***** Material to process *****

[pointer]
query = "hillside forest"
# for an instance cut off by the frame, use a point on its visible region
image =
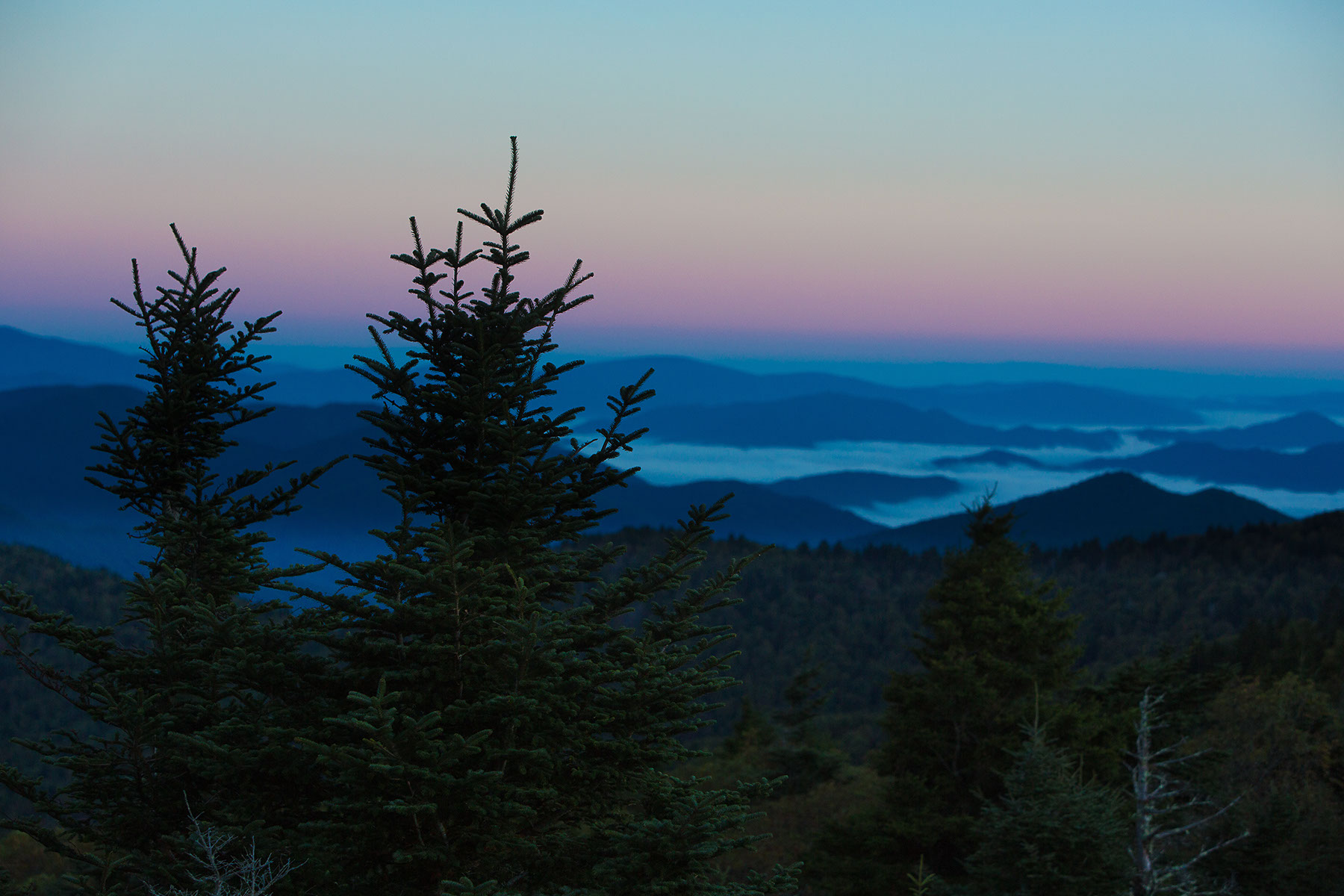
(507, 700)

*****

Exercise directions =
Write out the material again with "visible region" swapped for "visible part" and everything else kept the same. Leave out the pictures.

Response to this exercise =
[pointer]
query = "hillside forest"
# for an instance cut off by the frame, use a point on its visible part
image =
(507, 700)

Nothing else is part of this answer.